The response should consist of the records that follow, printed exactly.

*** Opening LISTED ENTRIES ***

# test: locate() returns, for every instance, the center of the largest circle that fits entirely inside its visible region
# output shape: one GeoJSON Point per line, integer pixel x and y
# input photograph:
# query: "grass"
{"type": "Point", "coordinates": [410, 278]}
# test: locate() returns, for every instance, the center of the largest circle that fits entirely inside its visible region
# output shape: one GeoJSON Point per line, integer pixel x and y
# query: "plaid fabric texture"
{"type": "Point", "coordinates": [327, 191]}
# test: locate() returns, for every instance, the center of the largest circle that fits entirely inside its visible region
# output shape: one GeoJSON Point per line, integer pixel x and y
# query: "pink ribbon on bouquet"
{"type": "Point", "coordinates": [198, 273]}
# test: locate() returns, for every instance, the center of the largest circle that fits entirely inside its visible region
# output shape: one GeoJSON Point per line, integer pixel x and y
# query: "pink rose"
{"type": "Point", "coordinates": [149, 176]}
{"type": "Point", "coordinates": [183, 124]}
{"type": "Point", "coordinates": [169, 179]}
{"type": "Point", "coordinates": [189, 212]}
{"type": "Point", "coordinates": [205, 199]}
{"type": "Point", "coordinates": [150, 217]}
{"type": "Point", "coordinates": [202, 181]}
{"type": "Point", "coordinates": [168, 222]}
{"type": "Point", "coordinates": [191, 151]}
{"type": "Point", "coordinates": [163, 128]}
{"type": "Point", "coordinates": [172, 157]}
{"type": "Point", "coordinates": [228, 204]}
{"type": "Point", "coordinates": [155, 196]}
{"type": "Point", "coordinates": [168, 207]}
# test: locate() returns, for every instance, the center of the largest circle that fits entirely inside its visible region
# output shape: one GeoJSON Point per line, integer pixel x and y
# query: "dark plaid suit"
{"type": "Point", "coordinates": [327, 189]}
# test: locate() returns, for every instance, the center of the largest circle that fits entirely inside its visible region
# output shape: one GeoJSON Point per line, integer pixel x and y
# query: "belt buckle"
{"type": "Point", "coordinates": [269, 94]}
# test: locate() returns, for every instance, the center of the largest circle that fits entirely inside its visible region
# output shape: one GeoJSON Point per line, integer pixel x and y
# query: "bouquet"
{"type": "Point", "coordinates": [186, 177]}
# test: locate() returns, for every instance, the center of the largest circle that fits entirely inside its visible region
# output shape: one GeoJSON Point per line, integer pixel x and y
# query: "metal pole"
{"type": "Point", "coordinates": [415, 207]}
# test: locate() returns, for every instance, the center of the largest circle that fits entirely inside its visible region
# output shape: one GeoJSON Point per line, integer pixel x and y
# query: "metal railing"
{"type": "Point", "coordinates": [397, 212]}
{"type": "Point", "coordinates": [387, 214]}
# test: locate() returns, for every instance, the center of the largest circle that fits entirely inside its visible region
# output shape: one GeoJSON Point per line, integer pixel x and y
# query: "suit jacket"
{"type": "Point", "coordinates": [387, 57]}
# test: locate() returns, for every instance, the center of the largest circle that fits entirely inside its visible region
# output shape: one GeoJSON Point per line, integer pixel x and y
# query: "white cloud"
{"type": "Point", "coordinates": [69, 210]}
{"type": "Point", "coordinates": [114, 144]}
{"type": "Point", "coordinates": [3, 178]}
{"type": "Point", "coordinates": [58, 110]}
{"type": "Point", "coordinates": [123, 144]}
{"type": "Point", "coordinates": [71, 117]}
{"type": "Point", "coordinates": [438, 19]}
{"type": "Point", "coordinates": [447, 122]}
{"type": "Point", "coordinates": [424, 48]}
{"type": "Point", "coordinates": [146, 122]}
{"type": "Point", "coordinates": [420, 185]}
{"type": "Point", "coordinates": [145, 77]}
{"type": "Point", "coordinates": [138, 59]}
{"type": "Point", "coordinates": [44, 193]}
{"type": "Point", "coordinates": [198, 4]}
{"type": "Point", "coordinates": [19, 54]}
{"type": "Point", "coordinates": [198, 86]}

*** Closing LISTED ENTRIES ***

### COMPLETED TASK
# test: locate() returns, for every instance, the center of the largest circle that fits entirely inside its visible region
# output shape: one GeoJSON Point per line, integer pixel x and y
# input photograph:
# query: "grass"
{"type": "Point", "coordinates": [410, 278]}
# test: locate() returns, for every instance, the center of the largest circle that fits entirely inside its visible region
# output shape: one GeoJSON Point per line, integer pixel x and y
# query: "plaid fabric texture"
{"type": "Point", "coordinates": [327, 191]}
# test: locate() returns, for every instance, the center of the largest circle that fits entirely inside its visible region
# output shape: one GeoJSON Point per line, integer pixel x and y
# query: "pink ribbon on bouquet"
{"type": "Point", "coordinates": [198, 273]}
# test: locate() returns, for every instance, the center of the largest circle that fits entirely inside its visible region
# output shape: one GeoJSON Point per line, integer pixel x and y
# query: "pink rose"
{"type": "Point", "coordinates": [149, 176]}
{"type": "Point", "coordinates": [183, 124]}
{"type": "Point", "coordinates": [169, 179]}
{"type": "Point", "coordinates": [189, 212]}
{"type": "Point", "coordinates": [205, 199]}
{"type": "Point", "coordinates": [150, 217]}
{"type": "Point", "coordinates": [202, 181]}
{"type": "Point", "coordinates": [168, 222]}
{"type": "Point", "coordinates": [191, 151]}
{"type": "Point", "coordinates": [163, 128]}
{"type": "Point", "coordinates": [172, 157]}
{"type": "Point", "coordinates": [228, 204]}
{"type": "Point", "coordinates": [155, 196]}
{"type": "Point", "coordinates": [168, 207]}
# test: locate() returns, for every instance, the center of the largest circle that fits entirely inside its visible region
# output shape: one GeoJSON Point per line, integer pixel x and y
# query: "dark plaid suit"
{"type": "Point", "coordinates": [327, 189]}
# test: locate() returns, for every instance, the center of the largest circle that fits entirely inside its visible region
# output shape: one GeoJSON Point per line, integer pixel x and y
# query: "belt buckle"
{"type": "Point", "coordinates": [269, 94]}
# test: locate() returns, for every instance, the center of the largest circle that fits entirely inside its visible region
# output shape: one GeoJSON Point per line, integer pixel x and y
# query: "bouquet"
{"type": "Point", "coordinates": [186, 177]}
# test: locate() returns, for every instance, the center of the largest circle that fits entirely inside its visible region
# output shape: one GeoJSON Point per line, integer pixel x and y
# query: "metal pole"
{"type": "Point", "coordinates": [415, 207]}
# test: locate() returns, for every instance, the center of the largest circle that fits entirely inside its visible region
# output shape: one GeoJSON Point per line, integer pixel x and y
# query: "metal railing"
{"type": "Point", "coordinates": [397, 212]}
{"type": "Point", "coordinates": [387, 214]}
# test: locate() returns, for every instance, the center of the largest circle that fits entirely inside its visible region
# output shape: one GeoJSON Point per line, integer pixel x and y
# query: "suit jacket"
{"type": "Point", "coordinates": [387, 57]}
# test: locate() returns, for every instance, the center of the largest circle that fits entirely inside its visible region
# output shape: one GeoJSON Point per line, integer pixel x and y
# query: "white cloud"
{"type": "Point", "coordinates": [69, 210]}
{"type": "Point", "coordinates": [114, 144]}
{"type": "Point", "coordinates": [3, 178]}
{"type": "Point", "coordinates": [58, 110]}
{"type": "Point", "coordinates": [123, 144]}
{"type": "Point", "coordinates": [71, 117]}
{"type": "Point", "coordinates": [438, 19]}
{"type": "Point", "coordinates": [447, 122]}
{"type": "Point", "coordinates": [424, 48]}
{"type": "Point", "coordinates": [146, 122]}
{"type": "Point", "coordinates": [420, 185]}
{"type": "Point", "coordinates": [145, 77]}
{"type": "Point", "coordinates": [138, 59]}
{"type": "Point", "coordinates": [44, 193]}
{"type": "Point", "coordinates": [198, 4]}
{"type": "Point", "coordinates": [19, 54]}
{"type": "Point", "coordinates": [198, 86]}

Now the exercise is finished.